[begin DOCUMENT EXCERPT]

To give it its due, it is quite readable and provides a clear, lengthy, detailed narrative of Frederick's diplomatic activities and military campaigns. (There is some virtue to making the reader spend a few hours on the Seven Years War, rather than whipping through it in a few pages. Part of its dynamic and importance is that it was a very long war.)

I'm not sure who will really enjoy this book, though. Casual readers will find it way too long. Serious historians will be very disappointed by its narrow focus and its inattention to the massive body of scholarship on Frederick and Prussia during his reign. (The bibilography is grossly inadequate.) Even military buffs will want to know more about the organization of the various combatants and the important battles fought by Frederick's armies (including those of his allies and those he did not personally participate in).

The treatment of military and diplomatic matters lacks meaningful context. The military history is battles and campaigns; diplomatic history is Frederick's letters to his ambassadors and his fellow rulers and relatives. There really is no broader understanding of the larger context of how diplomacy and warfare related to the society within which it was located, how they affected the relationship between that society and the state that governed it. This is creaky old diplomatic history as a chess game played by monarchs.

[end DOCUMENT EXCERPT]
[begin RECORD LIST]

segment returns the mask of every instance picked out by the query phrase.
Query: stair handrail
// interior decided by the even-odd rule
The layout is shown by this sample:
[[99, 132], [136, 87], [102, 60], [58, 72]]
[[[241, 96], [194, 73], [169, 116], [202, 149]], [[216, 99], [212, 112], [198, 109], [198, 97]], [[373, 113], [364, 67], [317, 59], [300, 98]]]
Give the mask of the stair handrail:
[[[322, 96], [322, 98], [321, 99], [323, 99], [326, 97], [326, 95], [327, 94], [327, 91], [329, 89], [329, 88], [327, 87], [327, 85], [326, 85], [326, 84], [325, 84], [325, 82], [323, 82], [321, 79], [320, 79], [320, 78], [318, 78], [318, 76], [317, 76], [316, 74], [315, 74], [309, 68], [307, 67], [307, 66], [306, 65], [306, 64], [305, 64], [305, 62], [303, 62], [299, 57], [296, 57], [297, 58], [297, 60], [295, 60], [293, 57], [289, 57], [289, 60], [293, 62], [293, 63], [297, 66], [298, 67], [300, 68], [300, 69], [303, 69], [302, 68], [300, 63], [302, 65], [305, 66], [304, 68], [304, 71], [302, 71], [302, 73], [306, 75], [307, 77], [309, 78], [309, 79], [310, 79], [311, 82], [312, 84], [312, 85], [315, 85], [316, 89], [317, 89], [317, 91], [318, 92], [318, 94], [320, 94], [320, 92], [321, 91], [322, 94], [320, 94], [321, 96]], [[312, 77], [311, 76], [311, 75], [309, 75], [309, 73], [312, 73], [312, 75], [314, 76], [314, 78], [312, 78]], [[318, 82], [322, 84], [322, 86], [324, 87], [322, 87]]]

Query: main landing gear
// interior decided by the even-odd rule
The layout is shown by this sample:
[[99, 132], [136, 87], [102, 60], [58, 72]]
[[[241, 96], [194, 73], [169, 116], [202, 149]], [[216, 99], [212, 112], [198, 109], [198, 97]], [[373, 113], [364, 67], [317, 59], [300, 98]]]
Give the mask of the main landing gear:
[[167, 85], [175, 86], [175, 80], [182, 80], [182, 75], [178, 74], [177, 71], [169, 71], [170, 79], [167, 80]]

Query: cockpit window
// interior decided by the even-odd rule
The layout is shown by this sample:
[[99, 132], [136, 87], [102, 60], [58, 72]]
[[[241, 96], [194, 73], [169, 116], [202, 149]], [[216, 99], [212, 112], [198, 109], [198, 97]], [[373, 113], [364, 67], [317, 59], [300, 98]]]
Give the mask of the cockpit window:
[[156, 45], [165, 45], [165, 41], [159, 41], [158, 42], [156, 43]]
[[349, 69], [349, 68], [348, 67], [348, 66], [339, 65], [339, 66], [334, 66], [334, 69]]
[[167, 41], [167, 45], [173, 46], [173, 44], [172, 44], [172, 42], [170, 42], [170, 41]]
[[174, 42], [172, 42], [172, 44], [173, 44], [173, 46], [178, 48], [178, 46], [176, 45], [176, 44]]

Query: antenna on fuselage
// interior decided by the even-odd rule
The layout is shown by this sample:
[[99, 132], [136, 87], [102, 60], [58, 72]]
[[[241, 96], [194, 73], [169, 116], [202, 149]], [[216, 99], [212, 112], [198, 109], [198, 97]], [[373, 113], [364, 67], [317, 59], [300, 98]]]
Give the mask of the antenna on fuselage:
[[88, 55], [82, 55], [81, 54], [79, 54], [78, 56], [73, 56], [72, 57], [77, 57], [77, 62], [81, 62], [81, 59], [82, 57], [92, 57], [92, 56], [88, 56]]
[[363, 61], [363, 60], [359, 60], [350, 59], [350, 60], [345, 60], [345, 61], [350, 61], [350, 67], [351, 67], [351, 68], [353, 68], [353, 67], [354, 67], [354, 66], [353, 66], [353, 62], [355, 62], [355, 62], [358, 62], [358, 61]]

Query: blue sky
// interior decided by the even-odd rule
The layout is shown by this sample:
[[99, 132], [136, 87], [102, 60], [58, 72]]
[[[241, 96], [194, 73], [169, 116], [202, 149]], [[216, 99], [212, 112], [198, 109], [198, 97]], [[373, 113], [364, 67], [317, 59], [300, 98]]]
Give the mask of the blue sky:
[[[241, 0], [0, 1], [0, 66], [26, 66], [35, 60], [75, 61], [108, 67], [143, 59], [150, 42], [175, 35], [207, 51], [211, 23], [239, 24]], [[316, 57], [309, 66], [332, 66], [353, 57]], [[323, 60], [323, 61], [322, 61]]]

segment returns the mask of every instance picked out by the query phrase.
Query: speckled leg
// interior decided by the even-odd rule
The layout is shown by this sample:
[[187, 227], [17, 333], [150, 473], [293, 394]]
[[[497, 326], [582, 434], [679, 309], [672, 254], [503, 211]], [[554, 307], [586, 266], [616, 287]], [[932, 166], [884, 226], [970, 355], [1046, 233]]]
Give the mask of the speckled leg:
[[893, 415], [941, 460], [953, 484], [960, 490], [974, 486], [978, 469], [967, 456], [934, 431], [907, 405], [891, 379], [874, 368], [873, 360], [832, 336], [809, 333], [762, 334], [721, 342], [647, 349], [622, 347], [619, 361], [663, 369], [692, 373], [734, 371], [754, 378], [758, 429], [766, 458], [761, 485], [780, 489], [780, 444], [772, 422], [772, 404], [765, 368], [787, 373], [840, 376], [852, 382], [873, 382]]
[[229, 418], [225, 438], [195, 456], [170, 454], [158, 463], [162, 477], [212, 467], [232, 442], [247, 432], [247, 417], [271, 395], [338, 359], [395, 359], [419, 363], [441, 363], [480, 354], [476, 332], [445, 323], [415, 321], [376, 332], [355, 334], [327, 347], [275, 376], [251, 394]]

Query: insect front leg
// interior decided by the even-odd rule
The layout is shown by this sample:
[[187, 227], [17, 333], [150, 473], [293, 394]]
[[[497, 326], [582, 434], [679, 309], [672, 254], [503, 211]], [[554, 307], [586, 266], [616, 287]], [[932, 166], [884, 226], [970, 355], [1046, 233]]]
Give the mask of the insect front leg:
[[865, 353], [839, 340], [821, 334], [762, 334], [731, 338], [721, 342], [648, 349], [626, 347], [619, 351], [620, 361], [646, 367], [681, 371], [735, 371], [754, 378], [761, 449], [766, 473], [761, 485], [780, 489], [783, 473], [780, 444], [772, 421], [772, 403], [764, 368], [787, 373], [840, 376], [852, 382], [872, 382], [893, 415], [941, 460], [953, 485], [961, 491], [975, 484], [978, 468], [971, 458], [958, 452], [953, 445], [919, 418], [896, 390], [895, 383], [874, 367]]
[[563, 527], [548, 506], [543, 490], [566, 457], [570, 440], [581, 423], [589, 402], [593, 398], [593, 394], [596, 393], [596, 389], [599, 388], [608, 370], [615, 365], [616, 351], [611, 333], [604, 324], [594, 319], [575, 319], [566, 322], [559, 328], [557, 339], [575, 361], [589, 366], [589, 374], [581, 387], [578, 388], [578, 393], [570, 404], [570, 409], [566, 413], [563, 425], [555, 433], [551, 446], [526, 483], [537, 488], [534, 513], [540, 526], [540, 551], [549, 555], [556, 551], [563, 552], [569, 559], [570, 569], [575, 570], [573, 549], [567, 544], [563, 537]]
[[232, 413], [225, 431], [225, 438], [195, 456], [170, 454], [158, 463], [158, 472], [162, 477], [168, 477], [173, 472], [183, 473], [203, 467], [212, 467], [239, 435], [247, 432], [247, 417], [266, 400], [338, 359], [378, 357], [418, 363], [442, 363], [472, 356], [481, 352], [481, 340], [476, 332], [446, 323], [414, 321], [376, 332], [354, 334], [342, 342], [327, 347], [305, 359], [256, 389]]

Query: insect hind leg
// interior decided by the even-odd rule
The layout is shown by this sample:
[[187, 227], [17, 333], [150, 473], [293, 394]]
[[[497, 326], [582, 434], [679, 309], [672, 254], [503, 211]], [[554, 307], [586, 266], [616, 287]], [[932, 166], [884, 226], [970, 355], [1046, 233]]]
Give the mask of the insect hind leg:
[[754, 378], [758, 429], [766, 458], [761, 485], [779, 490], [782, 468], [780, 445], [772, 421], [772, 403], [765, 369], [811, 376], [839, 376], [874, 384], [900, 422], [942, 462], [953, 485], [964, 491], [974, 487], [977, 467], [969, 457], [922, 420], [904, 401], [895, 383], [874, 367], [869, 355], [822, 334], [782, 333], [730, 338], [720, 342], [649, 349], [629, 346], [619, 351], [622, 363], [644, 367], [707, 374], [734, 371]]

[end RECORD LIST]

» **WRITTEN REQUEST 1**:
Answer these questions from the book review:
(a) Which war does the review say the reader is made to spend a few hours on?
(b) How does the reviewer describe the bibliography?
(c) What does the diplomatic history in the book consist of?
» **WRITTEN REQUEST 2**:
In the book review, switch "disappointed" to "frustrated" and write out the passage starting at "I'm not sure" and ending at "personally participate in).".

» **FULL RESPONSE 1**:
(a) The Seven Years War.
(b) As grossly inadequate.
(c) Frederick's letters to his ambassadors and his fellow rulers and relatives.

» **FULL RESPONSE 2**:
I'm not sure who will really enjoy this book, though. Casual readers will find it way too long. Serious historians will be very frustrated by its narrow focus and its inattention to the massive body of scholarship on Frederick and Prussia during his reign. (The bibilography is grossly inadequate.) Even military buffs will want to know more about the organization of the various combatants and the important battles fought by Frederick's armies (including those of his allies and those he did not personally participate in).